▶ [Assigned task]: Since the pictures are not wanted, reproduce only the rest of the records, exactly as given.

▶ [Supplied entries]:
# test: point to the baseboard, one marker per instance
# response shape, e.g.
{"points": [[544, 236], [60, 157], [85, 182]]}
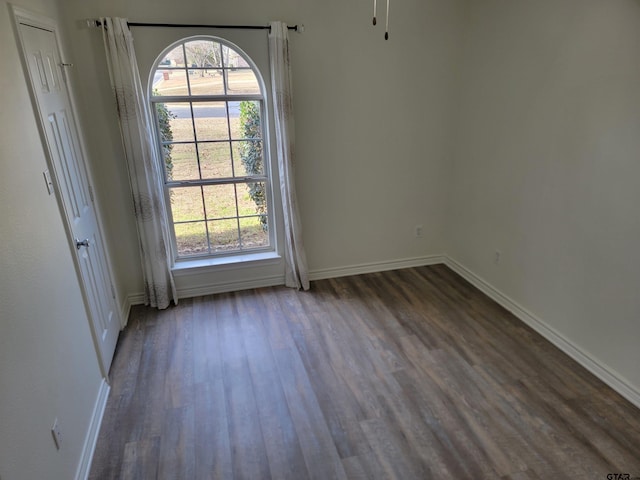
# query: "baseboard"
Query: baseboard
{"points": [[601, 371], [89, 447], [375, 267], [125, 308], [212, 289]]}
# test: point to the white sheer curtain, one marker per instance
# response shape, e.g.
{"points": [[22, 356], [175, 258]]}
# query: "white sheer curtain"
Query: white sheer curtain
{"points": [[142, 161], [296, 271]]}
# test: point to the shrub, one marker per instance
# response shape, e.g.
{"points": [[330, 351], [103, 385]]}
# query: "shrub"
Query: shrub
{"points": [[251, 155], [166, 134]]}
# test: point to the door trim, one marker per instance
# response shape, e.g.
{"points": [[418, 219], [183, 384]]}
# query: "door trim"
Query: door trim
{"points": [[21, 16]]}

▶ [Answer section]:
# test: point to the baseboard, one marker per instance
# response shape, e.g.
{"points": [[544, 236], [60, 157], [85, 182]]}
# query: "baseboard"
Query: baseboard
{"points": [[601, 371], [89, 447], [375, 267], [125, 308], [212, 289]]}
# test: point to the white sheer curtain, one marker per instance
# response shape, e.g.
{"points": [[22, 356], [175, 258]]}
# query: "white sheer curtain"
Query: white sheer curtain
{"points": [[142, 161], [296, 271]]}
# test: point to the shrub, one marker per instance
# response shape, e.g.
{"points": [[330, 351], [103, 385]]}
# query: "shrub"
Query: shrub
{"points": [[251, 155], [166, 134]]}
# test: point to the door trim, one marker per instance
# response shape, e.g.
{"points": [[418, 219], [183, 384]]}
# query: "door trim"
Query: door trim
{"points": [[21, 16]]}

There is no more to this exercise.